Fragmento proporcionado:
La Virtud de la Prudencia

Notas utilizadas para dar un Curso básico de Teología Espiritual (Tema 12.8)

“La prudencia es la virtud que dispone la razón práctica a discernir en toda circunstancia nuestro verdadero bien y a elegir los medios rectos para realizarlo. “El hombre cauto medita sus pasos” (Pr 14, 15). “Sed sensatos y sobrios para daros a la oración” (1 P 4, 7). La prudencia es la “regla recta de la acción”, escribe santo Tomás (Summa theologiae, 2-2, q. 47, a. 2, sed contra), siguiendo a Aristóteles. No se confunde ni con la timidez o el temor, ni con la doblez o la disimulación. Es llamada auriga virtutum: conduce las otras virtudes indicándoles regla y medida. Es la prudencia quien guía directamente el juicio de conciencia. El hombre prudente decide y ordena su conducta según este juicio. Gracias a esta virtud aplicamos sin error los principios morales a los casos particulares y superamos las dudas sobre el bien que debemos hacer y el mal que debemos evitar.” (Catecismo de la Iglesia Católica 1806)

“La importancia y necesidad de la prudencia queda de manifiesto en multitud de pasajes de la Sagrada Escritura. El mismo Jesucristo nos advierte que es menester ser “prudentes como serpientes y sencillos como palomas” (Mt 10, 16) Sin ella, ninguna virtud puede ser perfecta. A pesar de ser una virtud intelectual, es a la vez, eminentemente práctica. Es la encargada de decirnos en cada caso particular lo que conviene hacer u omitir para alcanzar la vida eterna. Por eso se llama a la prudencia auriga virtutum, porque dirige y gobierna las demás virtudes.

La prudencia es absolutamente necesaria para la vida humana. Sobre todo, en el orden sobrenatural o cristiano nos es indispensable:

  1. Para evitar el pecado, dándonos a conocer -adoctrinados por la experiencia- las causas y ocasiones de este y señalándonos los remedios oportunos. ¡Cuántos pecados cometeríamos sin ella y cuántos cometeremos de hecho si no seguimos sus dictámenes!
  2. Para adelantar en la virtud, dictándonos en cada caso particular lo que hay que hacer o rechazar en orden a nuestra santificación. A veces es difícil encontrar la manera de conciliar en la práctica dos virtudes aparentemente opuestas, como la humildad y la magnanimidad, la justicia y la misericordia, la fortaleza y la suavidad, el recogimiento y el celo apostólico, etc. Es la prudencia quien nos ha de sacar del apuro, señalando el procedimiento concreto para conciliar ambas tendencias sin destruirlas mutuamente.

Tarea propuesta: Reanuda el texto sobre la virtud de la prudencia justo después de su última oración. Las filas que siguen son un material independiente del texto sobre la prudencia.

Material extraído:
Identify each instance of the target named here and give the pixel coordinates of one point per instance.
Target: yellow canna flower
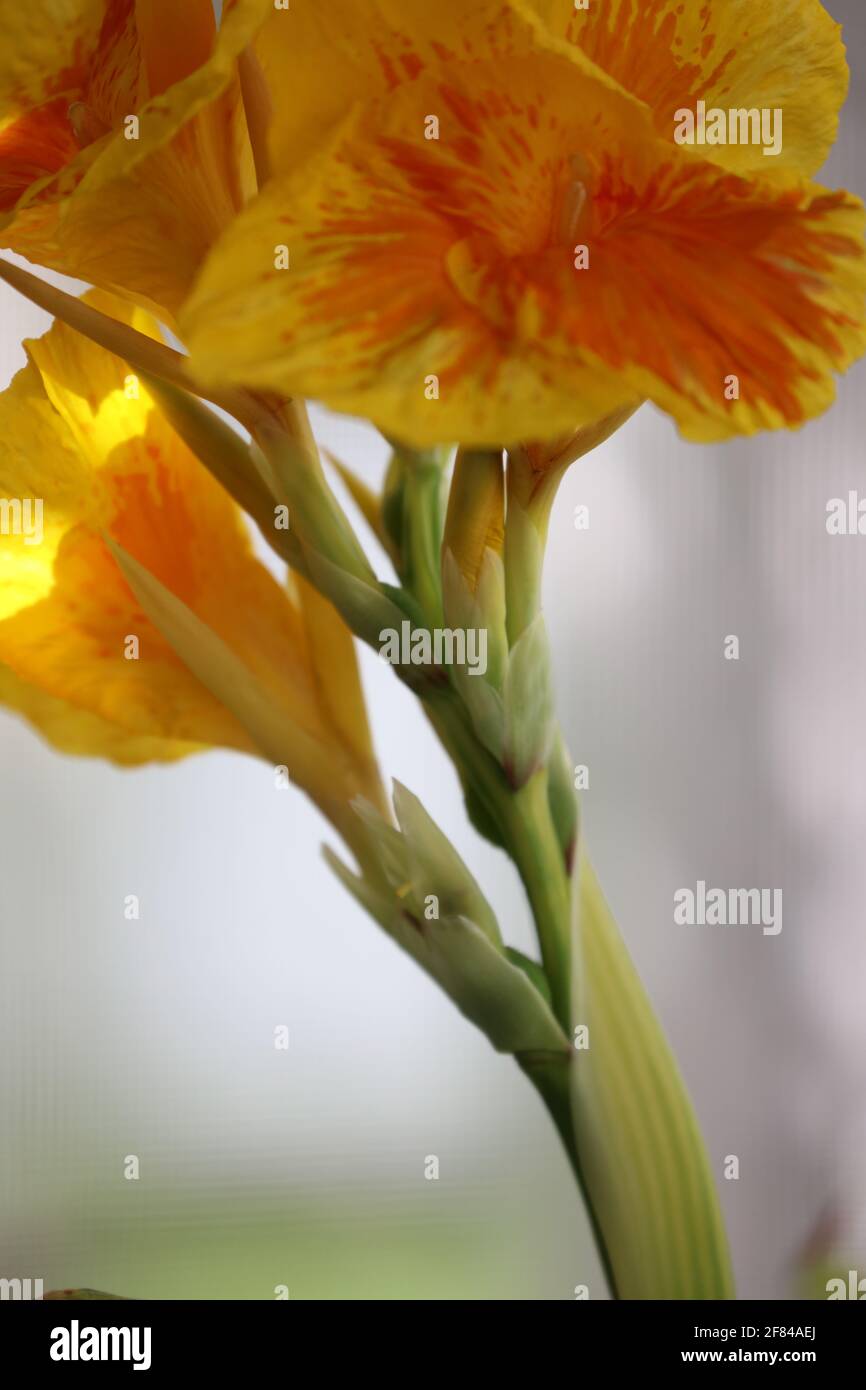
(123, 141)
(494, 232)
(89, 471)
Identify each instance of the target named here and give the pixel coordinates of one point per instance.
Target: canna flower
(494, 235)
(91, 471)
(123, 139)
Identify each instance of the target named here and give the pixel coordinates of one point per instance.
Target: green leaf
(641, 1154)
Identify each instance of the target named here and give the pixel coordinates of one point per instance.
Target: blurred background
(306, 1168)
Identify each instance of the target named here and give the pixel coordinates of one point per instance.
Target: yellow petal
(734, 54)
(71, 730)
(136, 209)
(79, 434)
(434, 287)
(319, 59)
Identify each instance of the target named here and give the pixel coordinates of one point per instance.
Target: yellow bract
(88, 463)
(481, 227)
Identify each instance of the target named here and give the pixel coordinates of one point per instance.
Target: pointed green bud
(530, 724)
(562, 799)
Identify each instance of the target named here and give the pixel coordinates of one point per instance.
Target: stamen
(86, 125)
(572, 202)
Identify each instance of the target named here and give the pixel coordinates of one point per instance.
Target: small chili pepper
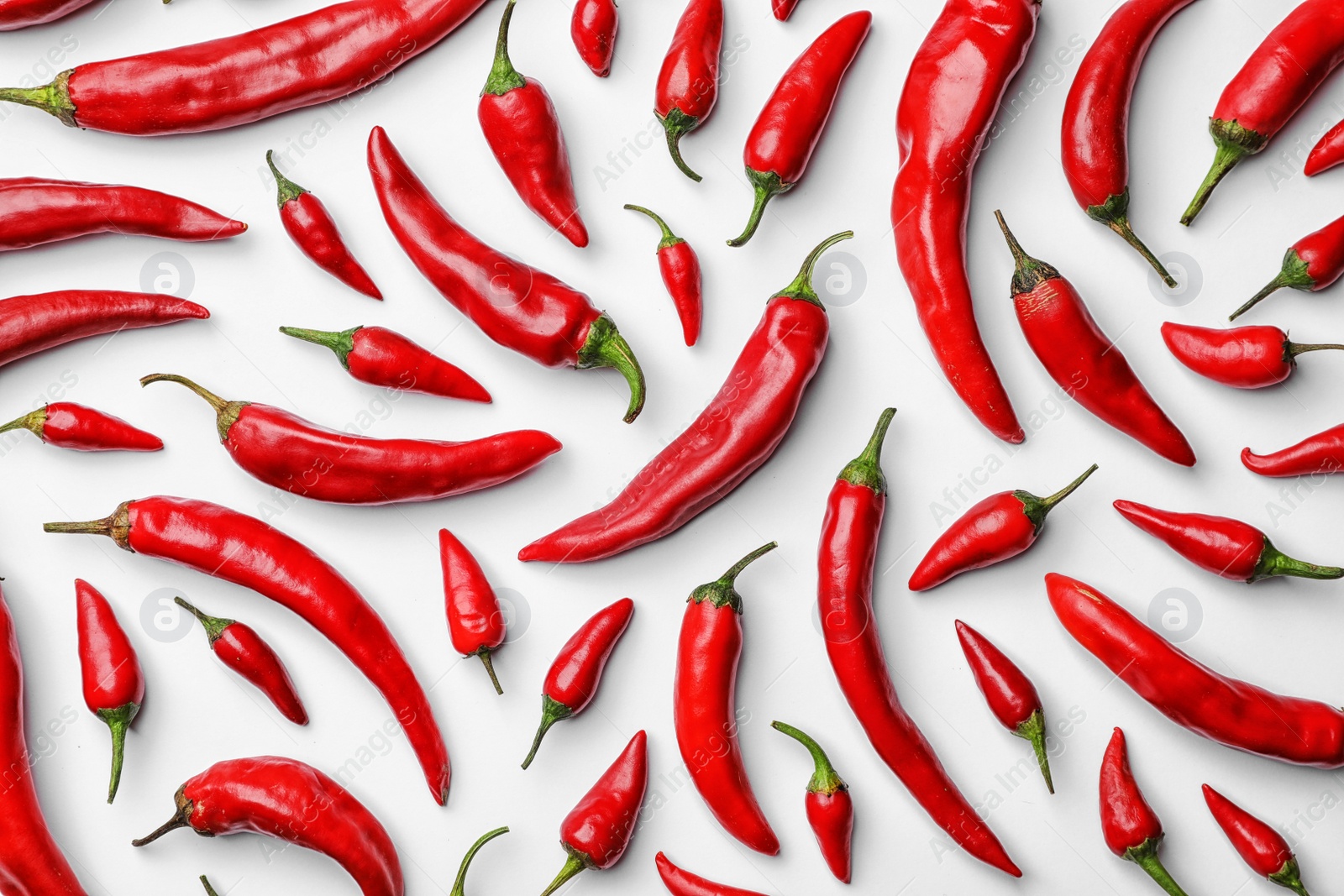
(1084, 360)
(680, 269)
(598, 829)
(577, 671)
(292, 802)
(995, 530)
(239, 647)
(828, 805)
(793, 118)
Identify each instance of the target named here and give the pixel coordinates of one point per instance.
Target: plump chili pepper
(853, 645)
(239, 647)
(313, 58)
(793, 118)
(234, 547)
(292, 802)
(517, 307)
(286, 450)
(577, 671)
(736, 434)
(598, 829)
(958, 80)
(995, 530)
(1084, 360)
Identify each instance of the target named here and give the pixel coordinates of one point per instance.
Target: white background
(1283, 634)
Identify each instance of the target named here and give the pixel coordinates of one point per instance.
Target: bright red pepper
(577, 671)
(793, 118)
(995, 530)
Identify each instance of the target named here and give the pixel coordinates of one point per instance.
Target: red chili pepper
(949, 101)
(234, 547)
(598, 829)
(239, 647)
(689, 81)
(680, 269)
(995, 530)
(1082, 360)
(790, 123)
(286, 450)
(517, 307)
(734, 436)
(577, 671)
(853, 645)
(296, 804)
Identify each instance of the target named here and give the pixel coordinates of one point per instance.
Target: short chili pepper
(113, 683)
(523, 130)
(577, 671)
(1084, 360)
(239, 647)
(1263, 846)
(995, 530)
(600, 828)
(828, 805)
(1129, 825)
(795, 117)
(292, 802)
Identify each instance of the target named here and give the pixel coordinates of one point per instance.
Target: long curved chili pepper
(1084, 360)
(577, 671)
(1129, 825)
(995, 530)
(517, 307)
(830, 806)
(680, 269)
(1210, 705)
(736, 434)
(1095, 132)
(286, 450)
(296, 804)
(523, 129)
(113, 683)
(846, 559)
(600, 828)
(795, 117)
(234, 547)
(239, 647)
(1280, 76)
(313, 58)
(689, 81)
(951, 97)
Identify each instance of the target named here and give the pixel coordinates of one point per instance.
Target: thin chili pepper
(239, 647)
(304, 60)
(517, 307)
(951, 98)
(234, 547)
(680, 269)
(689, 81)
(828, 805)
(286, 450)
(1084, 360)
(995, 530)
(577, 671)
(1280, 76)
(523, 129)
(793, 118)
(292, 802)
(598, 829)
(736, 434)
(853, 645)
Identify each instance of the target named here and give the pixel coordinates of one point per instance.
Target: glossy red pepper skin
(234, 547)
(795, 117)
(846, 559)
(949, 101)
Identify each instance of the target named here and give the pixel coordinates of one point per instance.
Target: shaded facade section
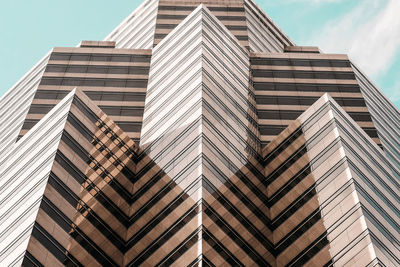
(287, 84)
(115, 79)
(332, 195)
(200, 128)
(81, 192)
(385, 115)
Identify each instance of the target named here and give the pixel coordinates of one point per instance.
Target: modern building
(198, 134)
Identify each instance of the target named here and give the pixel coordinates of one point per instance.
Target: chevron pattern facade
(198, 134)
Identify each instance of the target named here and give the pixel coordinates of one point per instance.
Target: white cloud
(394, 92)
(369, 33)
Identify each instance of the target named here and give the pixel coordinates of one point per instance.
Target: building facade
(198, 134)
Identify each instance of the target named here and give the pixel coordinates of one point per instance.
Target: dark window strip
(283, 145)
(300, 62)
(297, 74)
(302, 150)
(165, 236)
(158, 218)
(297, 232)
(184, 246)
(238, 216)
(99, 57)
(229, 27)
(116, 96)
(289, 185)
(295, 205)
(87, 158)
(97, 69)
(122, 110)
(191, 8)
(102, 126)
(224, 226)
(99, 196)
(53, 246)
(220, 248)
(234, 189)
(51, 94)
(99, 82)
(207, 263)
(234, 149)
(311, 87)
(75, 232)
(273, 130)
(31, 261)
(168, 188)
(310, 251)
(306, 100)
(86, 211)
(181, 17)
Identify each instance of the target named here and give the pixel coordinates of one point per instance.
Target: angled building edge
(146, 149)
(332, 193)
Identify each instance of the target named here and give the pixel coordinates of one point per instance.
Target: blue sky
(367, 30)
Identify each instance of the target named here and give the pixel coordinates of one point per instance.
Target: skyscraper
(197, 133)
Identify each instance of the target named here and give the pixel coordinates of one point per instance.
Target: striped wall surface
(146, 149)
(137, 30)
(286, 84)
(263, 35)
(207, 124)
(115, 79)
(14, 106)
(385, 115)
(230, 13)
(331, 193)
(25, 172)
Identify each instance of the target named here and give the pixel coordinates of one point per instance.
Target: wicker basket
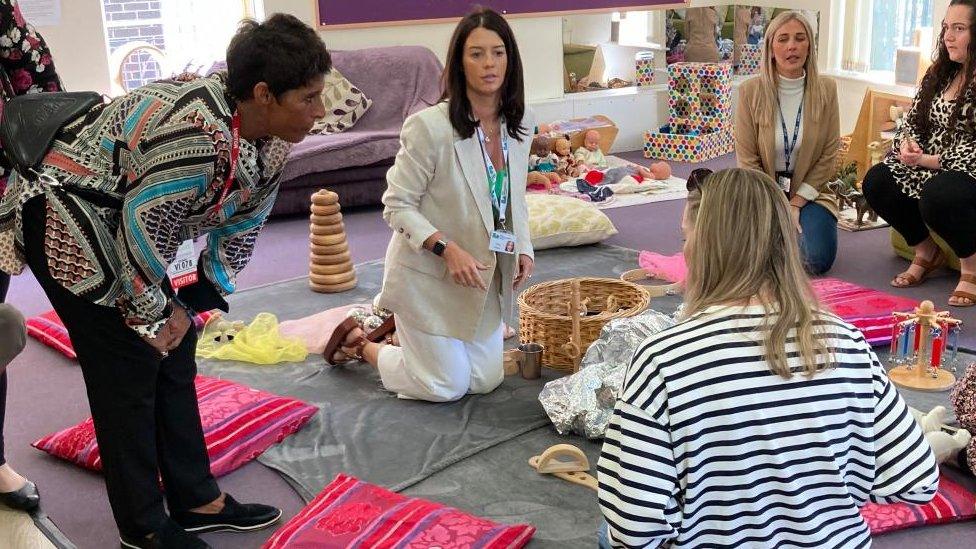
(843, 147)
(544, 315)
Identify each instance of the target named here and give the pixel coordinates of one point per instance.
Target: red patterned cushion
(239, 423)
(352, 513)
(868, 310)
(49, 330)
(951, 503)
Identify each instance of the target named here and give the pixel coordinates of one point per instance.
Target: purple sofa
(400, 80)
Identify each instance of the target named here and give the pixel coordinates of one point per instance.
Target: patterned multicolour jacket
(162, 152)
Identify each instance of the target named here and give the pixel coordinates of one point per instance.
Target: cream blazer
(438, 182)
(816, 157)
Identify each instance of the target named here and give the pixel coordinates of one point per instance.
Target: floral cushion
(239, 423)
(951, 503)
(49, 330)
(345, 104)
(352, 513)
(556, 220)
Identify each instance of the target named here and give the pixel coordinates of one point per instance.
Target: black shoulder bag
(31, 122)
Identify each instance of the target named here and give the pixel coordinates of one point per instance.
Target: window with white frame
(875, 29)
(152, 39)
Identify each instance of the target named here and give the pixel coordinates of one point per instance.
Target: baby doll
(566, 165)
(543, 160)
(590, 154)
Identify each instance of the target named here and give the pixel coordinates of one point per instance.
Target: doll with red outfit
(542, 165)
(598, 171)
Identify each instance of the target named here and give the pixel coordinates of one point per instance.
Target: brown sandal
(965, 295)
(379, 334)
(938, 261)
(338, 337)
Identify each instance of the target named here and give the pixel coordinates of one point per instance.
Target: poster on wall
(364, 13)
(41, 13)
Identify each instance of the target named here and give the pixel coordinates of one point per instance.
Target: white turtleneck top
(790, 99)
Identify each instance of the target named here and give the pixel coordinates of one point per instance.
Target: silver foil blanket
(583, 402)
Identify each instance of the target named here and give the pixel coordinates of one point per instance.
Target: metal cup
(529, 360)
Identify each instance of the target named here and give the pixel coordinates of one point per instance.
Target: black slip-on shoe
(27, 498)
(169, 536)
(234, 517)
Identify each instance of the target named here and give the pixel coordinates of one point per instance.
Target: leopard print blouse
(956, 148)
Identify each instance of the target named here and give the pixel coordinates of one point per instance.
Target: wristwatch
(439, 247)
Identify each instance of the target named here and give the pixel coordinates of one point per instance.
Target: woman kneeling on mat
(455, 202)
(928, 180)
(758, 419)
(787, 124)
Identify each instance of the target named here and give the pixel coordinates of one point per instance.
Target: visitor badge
(502, 241)
(183, 270)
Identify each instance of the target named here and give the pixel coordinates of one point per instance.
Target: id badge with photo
(183, 270)
(502, 241)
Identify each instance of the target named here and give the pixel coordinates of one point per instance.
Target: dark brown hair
(938, 76)
(455, 85)
(282, 51)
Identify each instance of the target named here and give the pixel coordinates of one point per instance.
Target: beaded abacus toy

Respuesta al ejercicio:
Pascal escribió estas profundas palabras: no admiro el heroísmo de una virtud como la del valor si al mismo tiempo no veo el heroísmo de la virtud opuesta, como en Epaminondas, que poseía el extremo valor y la extrema benignidad; pues lo contario no sería ascender sino descender. No se demuestra grandeza por estar a un extremo, sino reuniendo los dos y cumpliéndolo todo entre los dos. Es la prudencia quien nos ha de señalar el modo de conciliar esos dos extremos” (Teología de la Perfección Cristiana p. 541)

  • Para la práctica del apostolado: nos ayudará a conciliar que compete según nuestra vocación particular, como vivir el servicio prestado en la parroquia o cualquier otro centro de ayuda los más necesitados, como conciliar el tiempo dedicado a la familia, al trabajo, al estudio, al adiestramiento profesional o los hobbies que podamos tener, como vivir una vida intensa de oración cuando a lo largo del día hay diversas actividades que atender.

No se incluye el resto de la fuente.